┌─ DATA FOR THIS EXERCISE

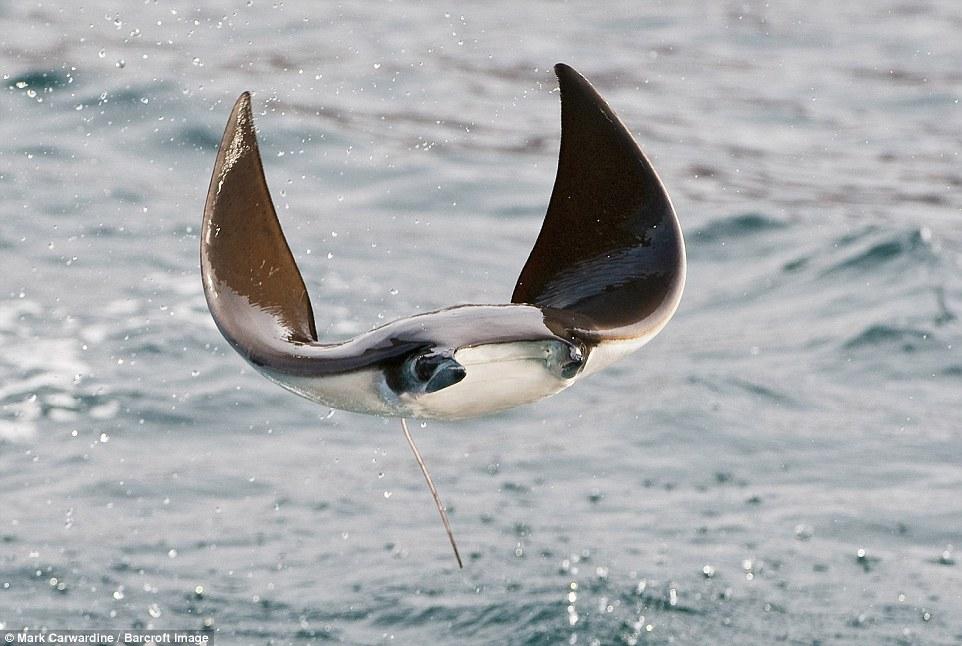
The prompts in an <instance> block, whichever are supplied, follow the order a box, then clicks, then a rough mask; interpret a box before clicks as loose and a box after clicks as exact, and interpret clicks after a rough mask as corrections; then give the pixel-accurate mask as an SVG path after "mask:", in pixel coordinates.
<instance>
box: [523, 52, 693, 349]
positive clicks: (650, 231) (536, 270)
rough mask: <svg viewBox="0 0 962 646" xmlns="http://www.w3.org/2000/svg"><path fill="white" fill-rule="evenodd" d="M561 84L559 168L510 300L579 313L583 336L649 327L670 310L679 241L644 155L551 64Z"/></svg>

└─
┌─ DATA FOR THIS EXERCISE

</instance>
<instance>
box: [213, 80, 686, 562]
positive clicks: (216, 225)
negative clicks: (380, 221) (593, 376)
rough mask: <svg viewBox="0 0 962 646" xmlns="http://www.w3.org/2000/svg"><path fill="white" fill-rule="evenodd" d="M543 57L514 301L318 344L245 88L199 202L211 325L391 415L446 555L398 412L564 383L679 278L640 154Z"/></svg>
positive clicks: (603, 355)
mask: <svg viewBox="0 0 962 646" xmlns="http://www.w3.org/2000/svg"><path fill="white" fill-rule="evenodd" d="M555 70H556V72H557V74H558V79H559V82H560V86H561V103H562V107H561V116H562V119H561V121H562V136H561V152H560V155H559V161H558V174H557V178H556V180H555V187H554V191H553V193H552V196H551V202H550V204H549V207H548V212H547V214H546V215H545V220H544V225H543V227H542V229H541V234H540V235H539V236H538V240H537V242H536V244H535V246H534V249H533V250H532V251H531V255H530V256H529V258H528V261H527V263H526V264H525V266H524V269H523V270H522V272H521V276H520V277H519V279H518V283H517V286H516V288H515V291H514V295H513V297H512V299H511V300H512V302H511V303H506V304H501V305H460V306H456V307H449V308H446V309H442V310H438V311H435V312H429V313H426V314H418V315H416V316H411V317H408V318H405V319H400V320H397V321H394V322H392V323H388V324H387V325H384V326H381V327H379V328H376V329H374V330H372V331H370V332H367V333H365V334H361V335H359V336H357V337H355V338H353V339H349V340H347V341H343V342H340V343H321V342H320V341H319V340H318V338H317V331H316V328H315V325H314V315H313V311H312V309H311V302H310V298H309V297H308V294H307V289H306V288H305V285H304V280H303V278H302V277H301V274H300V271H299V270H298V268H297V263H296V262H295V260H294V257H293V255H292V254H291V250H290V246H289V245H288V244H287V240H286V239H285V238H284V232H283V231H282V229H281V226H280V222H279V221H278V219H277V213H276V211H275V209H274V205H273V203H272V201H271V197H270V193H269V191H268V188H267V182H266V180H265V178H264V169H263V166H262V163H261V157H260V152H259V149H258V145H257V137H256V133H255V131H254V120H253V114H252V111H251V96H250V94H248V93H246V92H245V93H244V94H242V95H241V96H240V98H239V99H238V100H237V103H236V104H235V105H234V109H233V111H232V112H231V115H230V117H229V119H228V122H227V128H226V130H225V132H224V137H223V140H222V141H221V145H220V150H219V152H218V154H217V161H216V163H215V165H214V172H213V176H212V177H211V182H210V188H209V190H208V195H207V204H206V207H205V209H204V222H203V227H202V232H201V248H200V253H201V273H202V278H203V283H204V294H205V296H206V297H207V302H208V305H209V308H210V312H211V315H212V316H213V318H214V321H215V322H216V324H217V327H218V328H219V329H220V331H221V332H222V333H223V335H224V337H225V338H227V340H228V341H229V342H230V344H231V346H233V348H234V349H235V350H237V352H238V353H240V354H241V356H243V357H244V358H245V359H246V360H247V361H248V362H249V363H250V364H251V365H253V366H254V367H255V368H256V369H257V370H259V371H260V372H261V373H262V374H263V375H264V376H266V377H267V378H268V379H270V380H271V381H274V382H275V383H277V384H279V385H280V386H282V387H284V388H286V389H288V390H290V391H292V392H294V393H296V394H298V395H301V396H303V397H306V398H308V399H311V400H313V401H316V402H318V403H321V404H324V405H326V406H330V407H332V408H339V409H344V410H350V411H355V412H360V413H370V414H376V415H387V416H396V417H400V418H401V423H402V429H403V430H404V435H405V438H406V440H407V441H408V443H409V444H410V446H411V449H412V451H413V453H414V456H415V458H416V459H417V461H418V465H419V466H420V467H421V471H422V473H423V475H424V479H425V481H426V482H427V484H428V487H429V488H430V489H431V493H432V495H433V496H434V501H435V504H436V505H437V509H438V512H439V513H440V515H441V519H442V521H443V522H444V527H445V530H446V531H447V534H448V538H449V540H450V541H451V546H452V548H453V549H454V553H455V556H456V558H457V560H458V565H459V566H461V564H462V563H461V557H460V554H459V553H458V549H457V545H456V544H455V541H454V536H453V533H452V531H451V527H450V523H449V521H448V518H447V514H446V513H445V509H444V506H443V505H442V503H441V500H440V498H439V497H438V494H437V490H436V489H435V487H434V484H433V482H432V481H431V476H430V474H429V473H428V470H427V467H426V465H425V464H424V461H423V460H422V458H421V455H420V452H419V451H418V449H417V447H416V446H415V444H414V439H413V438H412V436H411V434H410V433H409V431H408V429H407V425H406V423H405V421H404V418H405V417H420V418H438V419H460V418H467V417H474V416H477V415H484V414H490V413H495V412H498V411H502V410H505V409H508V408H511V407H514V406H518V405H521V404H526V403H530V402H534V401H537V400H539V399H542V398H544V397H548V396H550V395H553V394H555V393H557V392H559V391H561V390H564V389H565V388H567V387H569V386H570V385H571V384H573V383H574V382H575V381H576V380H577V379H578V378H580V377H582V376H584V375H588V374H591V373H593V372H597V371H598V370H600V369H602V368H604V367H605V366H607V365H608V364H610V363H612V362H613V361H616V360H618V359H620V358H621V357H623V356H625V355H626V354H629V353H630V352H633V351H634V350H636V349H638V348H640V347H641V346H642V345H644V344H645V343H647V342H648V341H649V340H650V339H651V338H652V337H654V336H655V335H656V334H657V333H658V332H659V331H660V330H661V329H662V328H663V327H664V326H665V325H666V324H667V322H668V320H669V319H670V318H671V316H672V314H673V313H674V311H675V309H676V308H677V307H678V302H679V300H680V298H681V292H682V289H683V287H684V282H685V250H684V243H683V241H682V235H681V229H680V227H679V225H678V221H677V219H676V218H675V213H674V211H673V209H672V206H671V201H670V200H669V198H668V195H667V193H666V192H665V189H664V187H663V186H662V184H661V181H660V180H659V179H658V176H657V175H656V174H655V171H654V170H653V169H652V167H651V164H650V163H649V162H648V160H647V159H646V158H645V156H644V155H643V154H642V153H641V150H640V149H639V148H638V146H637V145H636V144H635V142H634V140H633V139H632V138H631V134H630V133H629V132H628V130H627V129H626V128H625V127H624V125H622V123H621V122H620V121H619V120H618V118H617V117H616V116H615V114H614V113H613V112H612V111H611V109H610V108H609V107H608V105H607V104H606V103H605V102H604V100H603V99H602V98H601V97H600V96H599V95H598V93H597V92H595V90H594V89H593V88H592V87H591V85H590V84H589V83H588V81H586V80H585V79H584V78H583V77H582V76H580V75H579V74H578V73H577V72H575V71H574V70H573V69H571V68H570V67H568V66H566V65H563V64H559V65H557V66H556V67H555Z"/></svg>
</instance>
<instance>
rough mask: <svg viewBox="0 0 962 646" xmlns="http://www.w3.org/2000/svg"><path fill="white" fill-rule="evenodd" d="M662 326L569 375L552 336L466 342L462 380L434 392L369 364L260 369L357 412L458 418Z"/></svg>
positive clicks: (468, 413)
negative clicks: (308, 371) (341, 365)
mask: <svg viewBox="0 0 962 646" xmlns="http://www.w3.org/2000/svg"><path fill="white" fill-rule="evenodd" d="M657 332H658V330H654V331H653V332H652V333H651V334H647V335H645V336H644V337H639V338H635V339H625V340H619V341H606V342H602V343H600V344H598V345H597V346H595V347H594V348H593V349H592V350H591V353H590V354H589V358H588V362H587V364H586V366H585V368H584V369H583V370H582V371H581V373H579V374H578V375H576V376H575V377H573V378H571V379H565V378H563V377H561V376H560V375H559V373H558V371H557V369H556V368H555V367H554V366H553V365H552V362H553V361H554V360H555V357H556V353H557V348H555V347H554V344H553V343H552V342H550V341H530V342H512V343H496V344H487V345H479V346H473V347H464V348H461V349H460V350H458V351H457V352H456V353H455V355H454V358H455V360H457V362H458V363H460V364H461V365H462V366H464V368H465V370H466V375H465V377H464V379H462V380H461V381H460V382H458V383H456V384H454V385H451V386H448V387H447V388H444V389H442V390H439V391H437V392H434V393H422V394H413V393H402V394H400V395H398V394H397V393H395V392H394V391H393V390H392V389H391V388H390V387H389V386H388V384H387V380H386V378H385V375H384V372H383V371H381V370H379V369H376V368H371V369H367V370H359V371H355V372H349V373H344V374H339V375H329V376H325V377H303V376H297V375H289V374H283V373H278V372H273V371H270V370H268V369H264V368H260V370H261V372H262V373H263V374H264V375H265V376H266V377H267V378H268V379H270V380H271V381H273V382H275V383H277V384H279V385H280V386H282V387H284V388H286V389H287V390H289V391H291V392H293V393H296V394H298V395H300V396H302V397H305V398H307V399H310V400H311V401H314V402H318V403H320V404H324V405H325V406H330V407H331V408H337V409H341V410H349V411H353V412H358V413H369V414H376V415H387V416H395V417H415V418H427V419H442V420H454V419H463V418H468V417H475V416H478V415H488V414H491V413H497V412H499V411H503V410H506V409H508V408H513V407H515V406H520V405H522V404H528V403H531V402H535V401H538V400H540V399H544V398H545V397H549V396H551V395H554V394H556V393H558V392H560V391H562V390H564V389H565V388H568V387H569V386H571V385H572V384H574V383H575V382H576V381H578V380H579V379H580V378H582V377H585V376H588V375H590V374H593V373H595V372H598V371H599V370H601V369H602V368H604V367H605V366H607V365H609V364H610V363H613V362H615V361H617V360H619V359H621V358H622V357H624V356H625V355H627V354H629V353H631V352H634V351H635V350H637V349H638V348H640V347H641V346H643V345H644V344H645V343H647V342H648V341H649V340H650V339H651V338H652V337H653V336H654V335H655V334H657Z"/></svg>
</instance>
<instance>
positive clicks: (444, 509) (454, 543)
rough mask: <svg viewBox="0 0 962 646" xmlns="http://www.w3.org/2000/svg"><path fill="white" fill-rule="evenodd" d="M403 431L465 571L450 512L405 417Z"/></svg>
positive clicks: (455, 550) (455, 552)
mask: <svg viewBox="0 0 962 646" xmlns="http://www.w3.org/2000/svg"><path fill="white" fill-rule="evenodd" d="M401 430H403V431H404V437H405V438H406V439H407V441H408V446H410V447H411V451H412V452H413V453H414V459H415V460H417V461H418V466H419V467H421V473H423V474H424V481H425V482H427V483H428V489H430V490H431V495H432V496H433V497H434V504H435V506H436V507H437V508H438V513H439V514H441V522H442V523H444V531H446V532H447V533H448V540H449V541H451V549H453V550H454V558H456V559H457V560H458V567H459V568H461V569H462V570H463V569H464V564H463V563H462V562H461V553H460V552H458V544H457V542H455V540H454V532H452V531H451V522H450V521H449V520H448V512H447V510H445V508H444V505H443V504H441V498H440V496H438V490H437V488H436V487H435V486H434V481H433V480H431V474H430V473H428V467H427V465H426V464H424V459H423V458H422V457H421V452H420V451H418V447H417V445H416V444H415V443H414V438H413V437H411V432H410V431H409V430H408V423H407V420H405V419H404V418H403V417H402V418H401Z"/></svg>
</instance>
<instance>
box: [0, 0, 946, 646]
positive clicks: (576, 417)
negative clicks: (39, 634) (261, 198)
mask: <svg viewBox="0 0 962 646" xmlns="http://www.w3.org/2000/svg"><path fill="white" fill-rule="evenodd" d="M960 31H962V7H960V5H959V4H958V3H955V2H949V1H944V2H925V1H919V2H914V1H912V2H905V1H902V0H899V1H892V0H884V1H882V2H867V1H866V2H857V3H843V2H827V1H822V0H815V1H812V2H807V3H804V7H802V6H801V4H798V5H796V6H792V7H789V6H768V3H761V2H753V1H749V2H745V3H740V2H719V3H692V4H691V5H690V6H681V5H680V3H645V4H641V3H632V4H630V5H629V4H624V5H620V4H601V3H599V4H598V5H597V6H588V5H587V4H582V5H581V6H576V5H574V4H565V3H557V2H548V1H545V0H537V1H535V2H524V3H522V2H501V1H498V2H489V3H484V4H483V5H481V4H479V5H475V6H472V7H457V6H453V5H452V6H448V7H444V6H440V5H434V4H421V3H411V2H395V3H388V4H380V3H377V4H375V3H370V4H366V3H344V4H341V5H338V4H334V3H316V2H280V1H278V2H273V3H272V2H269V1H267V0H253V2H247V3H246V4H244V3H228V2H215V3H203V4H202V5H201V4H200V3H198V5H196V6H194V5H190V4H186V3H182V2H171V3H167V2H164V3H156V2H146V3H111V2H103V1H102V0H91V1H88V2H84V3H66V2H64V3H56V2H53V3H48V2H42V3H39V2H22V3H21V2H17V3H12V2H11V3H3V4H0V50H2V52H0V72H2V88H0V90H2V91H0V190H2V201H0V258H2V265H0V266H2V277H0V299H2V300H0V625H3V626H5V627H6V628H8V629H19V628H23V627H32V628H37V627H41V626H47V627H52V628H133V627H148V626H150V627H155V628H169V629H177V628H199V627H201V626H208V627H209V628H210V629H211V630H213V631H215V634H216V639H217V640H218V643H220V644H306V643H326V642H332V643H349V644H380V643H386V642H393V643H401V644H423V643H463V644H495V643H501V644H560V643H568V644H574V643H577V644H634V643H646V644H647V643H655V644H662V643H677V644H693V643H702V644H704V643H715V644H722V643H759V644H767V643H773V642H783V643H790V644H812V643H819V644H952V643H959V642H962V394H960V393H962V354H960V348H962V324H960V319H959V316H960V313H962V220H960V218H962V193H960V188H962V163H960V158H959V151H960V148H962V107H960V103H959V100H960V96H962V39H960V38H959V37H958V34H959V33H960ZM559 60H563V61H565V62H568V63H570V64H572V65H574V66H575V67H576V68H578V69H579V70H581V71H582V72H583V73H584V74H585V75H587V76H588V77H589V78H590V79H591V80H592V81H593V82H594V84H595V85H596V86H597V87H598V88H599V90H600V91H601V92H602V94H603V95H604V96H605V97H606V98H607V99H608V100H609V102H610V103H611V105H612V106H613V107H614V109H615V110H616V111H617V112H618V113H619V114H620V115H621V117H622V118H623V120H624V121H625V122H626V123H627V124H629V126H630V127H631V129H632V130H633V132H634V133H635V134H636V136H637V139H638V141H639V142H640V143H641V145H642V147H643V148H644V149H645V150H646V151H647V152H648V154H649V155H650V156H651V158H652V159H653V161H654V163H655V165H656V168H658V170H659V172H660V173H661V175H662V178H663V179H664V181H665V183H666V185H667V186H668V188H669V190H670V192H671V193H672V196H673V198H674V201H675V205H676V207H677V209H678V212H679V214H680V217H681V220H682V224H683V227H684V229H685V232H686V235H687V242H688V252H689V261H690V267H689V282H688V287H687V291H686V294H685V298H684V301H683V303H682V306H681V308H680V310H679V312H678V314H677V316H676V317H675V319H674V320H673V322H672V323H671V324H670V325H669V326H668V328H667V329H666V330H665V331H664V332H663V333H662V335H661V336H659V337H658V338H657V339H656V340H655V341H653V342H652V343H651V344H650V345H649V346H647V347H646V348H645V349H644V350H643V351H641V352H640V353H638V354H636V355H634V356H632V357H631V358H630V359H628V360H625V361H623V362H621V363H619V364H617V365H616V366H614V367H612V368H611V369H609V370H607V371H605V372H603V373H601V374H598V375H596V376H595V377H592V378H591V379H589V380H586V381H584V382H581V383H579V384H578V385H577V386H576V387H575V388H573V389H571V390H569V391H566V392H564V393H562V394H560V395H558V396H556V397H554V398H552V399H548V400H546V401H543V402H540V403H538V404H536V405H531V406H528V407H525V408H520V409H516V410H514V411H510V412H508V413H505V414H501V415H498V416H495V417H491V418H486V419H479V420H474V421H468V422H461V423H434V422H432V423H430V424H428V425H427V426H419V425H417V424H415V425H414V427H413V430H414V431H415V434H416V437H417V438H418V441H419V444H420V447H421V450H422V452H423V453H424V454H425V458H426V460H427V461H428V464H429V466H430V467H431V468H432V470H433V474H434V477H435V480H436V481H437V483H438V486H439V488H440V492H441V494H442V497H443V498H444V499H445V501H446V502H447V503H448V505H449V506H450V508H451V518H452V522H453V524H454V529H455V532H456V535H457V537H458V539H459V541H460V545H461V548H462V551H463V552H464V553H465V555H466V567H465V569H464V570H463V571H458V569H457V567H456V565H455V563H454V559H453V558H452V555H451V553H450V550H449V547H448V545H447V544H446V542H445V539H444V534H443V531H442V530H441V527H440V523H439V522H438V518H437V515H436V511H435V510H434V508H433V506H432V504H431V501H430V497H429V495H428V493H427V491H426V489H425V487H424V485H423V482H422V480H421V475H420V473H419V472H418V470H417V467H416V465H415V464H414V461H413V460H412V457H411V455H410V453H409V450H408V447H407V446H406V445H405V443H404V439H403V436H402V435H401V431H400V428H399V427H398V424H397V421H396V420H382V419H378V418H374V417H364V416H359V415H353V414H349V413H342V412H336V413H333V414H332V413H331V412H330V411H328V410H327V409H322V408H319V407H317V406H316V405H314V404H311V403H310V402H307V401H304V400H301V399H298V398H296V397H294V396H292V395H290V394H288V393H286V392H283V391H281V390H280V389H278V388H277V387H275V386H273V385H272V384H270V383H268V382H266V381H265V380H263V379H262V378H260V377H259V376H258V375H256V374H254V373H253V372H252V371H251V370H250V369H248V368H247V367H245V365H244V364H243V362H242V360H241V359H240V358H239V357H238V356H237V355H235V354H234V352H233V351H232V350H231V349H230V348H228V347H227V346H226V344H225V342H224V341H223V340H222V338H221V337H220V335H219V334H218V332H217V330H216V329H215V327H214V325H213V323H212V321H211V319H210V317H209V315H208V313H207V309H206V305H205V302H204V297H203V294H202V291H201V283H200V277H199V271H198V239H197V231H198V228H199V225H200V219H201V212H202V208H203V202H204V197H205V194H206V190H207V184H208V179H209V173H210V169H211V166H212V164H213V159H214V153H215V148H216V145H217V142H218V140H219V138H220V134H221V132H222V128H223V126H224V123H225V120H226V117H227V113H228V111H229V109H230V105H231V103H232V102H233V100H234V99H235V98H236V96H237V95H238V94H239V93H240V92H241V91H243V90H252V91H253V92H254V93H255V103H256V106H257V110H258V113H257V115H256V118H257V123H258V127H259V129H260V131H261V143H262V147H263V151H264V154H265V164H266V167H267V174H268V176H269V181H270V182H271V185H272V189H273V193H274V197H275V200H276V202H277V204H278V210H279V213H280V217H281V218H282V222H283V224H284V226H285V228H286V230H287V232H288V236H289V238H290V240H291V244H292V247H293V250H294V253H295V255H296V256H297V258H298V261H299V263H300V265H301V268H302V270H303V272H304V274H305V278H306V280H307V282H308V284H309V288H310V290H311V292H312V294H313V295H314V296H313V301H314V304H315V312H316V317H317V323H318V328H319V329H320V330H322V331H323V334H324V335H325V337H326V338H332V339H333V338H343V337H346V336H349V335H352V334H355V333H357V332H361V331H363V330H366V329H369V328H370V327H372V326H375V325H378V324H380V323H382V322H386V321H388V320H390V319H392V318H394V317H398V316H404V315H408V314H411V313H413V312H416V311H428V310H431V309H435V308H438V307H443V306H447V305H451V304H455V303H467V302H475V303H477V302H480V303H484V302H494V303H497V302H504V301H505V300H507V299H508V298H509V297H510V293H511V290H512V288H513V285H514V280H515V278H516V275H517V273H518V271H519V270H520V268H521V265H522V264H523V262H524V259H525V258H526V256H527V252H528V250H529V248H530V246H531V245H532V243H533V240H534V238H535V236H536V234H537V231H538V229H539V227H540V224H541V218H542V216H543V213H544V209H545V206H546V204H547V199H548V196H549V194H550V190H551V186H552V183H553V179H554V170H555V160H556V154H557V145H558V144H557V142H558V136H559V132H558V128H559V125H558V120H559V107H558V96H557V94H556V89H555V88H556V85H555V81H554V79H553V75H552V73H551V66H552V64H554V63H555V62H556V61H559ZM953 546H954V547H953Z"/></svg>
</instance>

└─
┌─ DATA FOR THIS EXERCISE

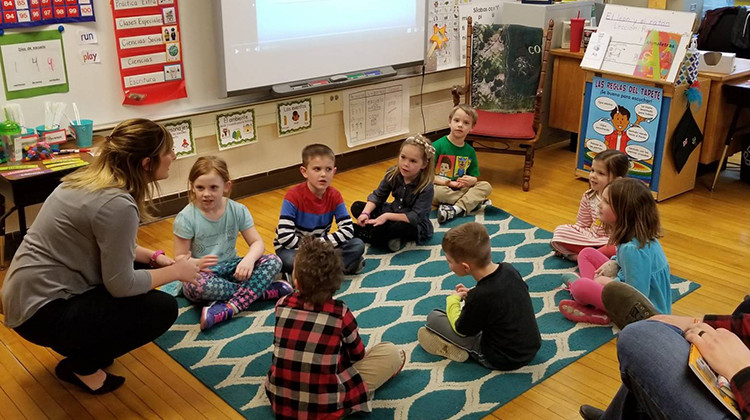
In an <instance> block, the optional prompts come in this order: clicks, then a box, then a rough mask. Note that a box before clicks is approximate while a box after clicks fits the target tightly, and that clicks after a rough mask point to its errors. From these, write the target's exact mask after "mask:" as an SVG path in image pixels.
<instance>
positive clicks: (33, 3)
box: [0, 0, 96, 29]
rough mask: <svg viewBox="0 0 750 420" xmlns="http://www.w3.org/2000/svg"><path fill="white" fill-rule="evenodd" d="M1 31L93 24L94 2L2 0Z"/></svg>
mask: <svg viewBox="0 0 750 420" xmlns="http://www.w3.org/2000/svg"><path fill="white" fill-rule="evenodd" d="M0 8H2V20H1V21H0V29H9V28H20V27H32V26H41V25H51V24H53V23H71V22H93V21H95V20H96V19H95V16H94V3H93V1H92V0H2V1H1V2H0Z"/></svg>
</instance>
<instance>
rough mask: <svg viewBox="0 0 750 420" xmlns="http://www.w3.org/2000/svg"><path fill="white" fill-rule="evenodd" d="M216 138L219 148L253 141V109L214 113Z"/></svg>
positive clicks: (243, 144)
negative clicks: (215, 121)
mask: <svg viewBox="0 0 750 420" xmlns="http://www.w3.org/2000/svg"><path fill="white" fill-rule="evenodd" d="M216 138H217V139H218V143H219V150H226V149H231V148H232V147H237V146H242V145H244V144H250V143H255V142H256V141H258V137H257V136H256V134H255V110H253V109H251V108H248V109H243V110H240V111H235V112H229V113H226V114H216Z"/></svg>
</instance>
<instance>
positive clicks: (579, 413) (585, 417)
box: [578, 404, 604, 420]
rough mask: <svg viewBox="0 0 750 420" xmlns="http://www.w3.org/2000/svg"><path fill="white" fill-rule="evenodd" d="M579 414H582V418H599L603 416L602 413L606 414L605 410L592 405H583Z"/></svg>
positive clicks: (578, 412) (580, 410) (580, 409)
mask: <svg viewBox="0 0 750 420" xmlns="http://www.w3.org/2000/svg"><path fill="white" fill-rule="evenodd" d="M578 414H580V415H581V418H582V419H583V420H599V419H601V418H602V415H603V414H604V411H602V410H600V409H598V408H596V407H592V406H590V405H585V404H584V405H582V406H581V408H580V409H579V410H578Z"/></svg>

└─

# WHAT YOU HAVE TO DO
In the data above, find each line where the string "after" appears, then copy it.

# TASK ANSWER
The prompts in an <instance> block, whichever are supplied, follow the order a box, then clicks, then a rough mask; interpret a box before clicks as loose and a box after clicks as exact, and interpret clicks after a rough mask as corrections; then give the pixel-accurate mask as an SVG path after "mask:", in pixel coordinates.
In an <instance> block, the optional prompts come in this order: clicks, then a box, then a rough mask. Note that a box before clicks is approximate while a box after clicks fits the target tightly, and that clicks after a rough mask point to its errors. From these, write the target's exact mask after "mask:" as an SVG path in image pixels.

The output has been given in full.